§ Extract provided:
****************

ALLISON: What’s the perfect number of cats for a family to have?

DEB: There really is no correct answer for this. I currently have seven cats and have always had more than one cat. While not all cats become best friends, more times than not, they at least can get along (with a proper feline-enriched environment). I think companionship is important for them. My cats snuggle together, play together, and groom together. They’re never lonely that way. But how many cats a family should have depends on the size of your living quarters, your financial ability to take care of the cats, and how much time you can devote to them. I think 2 to 3 cats in most households would be ideal.

ALLISON: How long have you been blogging? What inspires your ideas? How do you find time?

****************

§ What you will do:
**a)** Reproduce the interview excerpt on how many cats a family should have, word for word.
**b)** Show each line of the records that contains the string "wheel". Matches are case-sensitive.

****************

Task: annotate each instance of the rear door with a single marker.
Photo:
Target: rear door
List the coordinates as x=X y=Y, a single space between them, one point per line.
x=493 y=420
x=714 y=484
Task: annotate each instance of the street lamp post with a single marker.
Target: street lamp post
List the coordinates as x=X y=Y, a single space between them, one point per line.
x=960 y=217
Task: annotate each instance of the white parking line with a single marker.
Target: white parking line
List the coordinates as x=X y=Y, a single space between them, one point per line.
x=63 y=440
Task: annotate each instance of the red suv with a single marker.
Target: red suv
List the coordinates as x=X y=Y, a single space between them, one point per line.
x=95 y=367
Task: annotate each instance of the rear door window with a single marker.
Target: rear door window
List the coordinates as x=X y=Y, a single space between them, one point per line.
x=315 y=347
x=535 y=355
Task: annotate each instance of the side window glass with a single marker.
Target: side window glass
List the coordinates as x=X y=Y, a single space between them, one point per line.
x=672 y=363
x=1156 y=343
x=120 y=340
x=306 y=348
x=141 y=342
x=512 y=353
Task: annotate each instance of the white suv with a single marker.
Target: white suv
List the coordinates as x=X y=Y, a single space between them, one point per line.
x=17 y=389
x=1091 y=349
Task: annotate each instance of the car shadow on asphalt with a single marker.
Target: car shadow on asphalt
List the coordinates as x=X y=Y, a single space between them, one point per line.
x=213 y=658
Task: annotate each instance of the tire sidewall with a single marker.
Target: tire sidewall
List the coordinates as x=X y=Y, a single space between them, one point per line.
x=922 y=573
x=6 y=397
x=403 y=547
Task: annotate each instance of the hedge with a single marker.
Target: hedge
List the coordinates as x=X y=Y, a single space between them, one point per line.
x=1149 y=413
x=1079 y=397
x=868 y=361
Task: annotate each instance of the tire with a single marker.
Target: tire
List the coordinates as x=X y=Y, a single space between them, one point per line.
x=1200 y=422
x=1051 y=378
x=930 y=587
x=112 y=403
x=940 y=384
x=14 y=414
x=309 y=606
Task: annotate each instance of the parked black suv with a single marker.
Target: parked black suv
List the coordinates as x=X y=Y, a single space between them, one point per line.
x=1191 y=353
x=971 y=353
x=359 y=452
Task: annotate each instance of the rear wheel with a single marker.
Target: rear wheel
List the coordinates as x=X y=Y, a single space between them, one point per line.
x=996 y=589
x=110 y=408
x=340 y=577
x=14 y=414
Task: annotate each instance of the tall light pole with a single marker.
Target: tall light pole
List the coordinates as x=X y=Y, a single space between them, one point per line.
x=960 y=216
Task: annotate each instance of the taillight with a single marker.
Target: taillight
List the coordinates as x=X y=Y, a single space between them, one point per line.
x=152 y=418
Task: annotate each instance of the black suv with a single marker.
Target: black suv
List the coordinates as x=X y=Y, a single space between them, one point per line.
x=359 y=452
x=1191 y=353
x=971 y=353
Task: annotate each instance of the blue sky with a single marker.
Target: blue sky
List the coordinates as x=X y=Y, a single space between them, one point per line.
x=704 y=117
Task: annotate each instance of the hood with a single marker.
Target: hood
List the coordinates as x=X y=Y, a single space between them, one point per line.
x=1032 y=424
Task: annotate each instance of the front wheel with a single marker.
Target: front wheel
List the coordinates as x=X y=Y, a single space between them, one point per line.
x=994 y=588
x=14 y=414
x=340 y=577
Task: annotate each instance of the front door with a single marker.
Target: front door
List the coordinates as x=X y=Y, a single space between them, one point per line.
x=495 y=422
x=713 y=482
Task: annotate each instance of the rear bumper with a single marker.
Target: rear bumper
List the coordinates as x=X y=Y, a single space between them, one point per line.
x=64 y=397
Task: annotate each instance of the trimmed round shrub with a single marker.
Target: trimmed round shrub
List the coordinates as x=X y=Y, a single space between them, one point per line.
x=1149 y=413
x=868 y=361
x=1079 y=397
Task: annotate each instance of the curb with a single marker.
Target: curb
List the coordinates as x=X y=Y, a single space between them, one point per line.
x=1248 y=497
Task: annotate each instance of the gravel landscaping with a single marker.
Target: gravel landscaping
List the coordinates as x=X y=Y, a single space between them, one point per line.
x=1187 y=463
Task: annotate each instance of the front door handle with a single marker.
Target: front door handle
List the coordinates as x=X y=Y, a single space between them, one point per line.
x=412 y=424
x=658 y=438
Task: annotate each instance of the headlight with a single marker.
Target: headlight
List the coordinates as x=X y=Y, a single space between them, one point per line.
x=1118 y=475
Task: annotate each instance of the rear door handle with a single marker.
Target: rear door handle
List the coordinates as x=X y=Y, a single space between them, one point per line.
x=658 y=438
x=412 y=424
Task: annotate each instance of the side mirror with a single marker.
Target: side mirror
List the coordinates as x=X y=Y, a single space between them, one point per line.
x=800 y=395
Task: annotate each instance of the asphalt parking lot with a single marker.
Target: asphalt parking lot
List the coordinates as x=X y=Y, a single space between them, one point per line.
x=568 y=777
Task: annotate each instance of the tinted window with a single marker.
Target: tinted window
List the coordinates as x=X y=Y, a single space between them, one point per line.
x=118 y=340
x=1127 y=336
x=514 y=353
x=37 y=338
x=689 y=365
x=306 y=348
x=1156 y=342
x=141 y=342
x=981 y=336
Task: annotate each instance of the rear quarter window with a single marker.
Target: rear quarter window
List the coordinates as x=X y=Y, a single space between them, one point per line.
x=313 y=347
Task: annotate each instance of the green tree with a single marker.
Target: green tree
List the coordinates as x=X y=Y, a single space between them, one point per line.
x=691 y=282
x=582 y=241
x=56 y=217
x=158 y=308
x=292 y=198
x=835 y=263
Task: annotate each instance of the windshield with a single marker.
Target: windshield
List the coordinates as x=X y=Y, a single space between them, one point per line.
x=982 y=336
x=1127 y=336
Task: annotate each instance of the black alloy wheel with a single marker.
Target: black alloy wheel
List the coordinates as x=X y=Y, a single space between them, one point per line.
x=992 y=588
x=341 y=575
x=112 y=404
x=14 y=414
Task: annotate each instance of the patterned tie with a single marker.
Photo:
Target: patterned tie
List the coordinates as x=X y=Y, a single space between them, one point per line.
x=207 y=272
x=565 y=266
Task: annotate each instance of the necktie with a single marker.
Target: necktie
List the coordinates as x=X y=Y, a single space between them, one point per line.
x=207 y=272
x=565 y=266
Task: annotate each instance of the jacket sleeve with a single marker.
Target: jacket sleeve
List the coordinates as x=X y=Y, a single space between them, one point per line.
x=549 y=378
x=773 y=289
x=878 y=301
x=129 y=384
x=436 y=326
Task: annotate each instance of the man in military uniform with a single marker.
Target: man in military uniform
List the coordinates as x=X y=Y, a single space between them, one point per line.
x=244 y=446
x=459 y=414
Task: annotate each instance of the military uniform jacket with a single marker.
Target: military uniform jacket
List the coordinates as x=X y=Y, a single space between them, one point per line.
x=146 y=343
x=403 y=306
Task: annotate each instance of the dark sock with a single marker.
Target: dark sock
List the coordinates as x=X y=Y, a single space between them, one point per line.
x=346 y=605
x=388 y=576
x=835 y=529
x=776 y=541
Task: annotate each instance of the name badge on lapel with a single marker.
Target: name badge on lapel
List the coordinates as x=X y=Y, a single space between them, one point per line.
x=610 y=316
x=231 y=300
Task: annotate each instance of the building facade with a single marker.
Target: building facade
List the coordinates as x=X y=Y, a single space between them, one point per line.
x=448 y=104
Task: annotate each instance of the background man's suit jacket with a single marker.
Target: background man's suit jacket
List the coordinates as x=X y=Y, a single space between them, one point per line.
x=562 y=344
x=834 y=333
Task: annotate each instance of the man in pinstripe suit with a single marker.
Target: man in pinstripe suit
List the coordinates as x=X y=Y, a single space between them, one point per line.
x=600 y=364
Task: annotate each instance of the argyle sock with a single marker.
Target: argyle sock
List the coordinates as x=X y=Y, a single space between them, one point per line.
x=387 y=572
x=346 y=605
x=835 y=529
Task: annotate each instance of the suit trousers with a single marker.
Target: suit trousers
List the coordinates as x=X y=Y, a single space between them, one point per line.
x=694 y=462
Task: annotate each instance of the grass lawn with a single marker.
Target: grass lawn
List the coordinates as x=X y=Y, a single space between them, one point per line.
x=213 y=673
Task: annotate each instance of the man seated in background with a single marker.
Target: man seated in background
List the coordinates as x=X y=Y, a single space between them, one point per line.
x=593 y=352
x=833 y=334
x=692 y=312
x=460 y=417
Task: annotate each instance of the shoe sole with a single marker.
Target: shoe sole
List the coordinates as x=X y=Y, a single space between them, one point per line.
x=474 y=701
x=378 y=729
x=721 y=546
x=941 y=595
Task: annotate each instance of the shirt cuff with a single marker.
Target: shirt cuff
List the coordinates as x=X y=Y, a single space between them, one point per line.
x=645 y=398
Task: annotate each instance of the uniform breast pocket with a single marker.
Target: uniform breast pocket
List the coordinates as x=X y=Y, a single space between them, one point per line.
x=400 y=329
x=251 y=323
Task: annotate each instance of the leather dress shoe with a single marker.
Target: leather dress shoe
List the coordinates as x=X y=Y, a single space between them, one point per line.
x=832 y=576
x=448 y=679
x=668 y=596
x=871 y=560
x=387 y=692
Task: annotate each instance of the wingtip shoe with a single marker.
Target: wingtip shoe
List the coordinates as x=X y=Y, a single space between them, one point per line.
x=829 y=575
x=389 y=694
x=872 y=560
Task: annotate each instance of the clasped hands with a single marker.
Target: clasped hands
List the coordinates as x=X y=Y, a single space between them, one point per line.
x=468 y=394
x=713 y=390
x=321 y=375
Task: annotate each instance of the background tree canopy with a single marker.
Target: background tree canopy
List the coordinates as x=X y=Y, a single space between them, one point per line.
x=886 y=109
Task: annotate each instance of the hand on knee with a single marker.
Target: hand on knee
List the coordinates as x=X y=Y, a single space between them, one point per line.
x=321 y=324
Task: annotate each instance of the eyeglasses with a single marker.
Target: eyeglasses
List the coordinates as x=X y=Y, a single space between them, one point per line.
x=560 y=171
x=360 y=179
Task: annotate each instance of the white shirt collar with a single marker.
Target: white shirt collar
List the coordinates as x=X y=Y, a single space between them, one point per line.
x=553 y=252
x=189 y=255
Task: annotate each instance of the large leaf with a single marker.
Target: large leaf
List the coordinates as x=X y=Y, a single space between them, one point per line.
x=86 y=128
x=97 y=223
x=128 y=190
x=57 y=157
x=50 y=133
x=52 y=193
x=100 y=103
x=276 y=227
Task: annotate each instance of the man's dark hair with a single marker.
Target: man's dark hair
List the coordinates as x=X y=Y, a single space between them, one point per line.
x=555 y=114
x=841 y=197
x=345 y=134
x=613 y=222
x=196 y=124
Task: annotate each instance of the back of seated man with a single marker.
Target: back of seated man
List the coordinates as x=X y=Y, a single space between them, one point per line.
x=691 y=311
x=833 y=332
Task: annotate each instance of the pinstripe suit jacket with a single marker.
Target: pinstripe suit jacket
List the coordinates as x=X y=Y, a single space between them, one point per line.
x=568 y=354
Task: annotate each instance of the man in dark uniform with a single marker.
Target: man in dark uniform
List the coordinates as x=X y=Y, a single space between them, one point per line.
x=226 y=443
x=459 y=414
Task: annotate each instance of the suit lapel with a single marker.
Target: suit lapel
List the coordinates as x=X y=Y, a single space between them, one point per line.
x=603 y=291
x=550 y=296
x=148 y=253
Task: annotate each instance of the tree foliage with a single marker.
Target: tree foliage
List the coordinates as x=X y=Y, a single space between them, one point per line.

****************

§ Written responses:
**a)**
ALLISON: What’s the perfect number of cats for a family to have?

DEB: There really is no correct answer for this. I currently have seven cats and have always had more than one cat. While not all cats become best friends, more times than not, they at least can get along (with a proper feline-enriched environment). I think companionship is important for them. My cats snuggle together, play together, and groom together. They’re never lonely that way. But how many cats a family should have depends on the size of your living quarters, your financial ability to take care of the cats, and how much time you can devote to them. I think 2 to 3 cats in most households would be ideal.

ALLISON: How long have you been blogging? What inspires your ideas? How do you find time?

**b)**
Task: annotate each instance of the rear wheel with a single marker.
Target: rear wheel
Task: annotate each instance of the front wheel with a single marker.
Target: front wheel
Task: annotate each instance of the black alloy wheel with a single marker.
Target: black alloy wheel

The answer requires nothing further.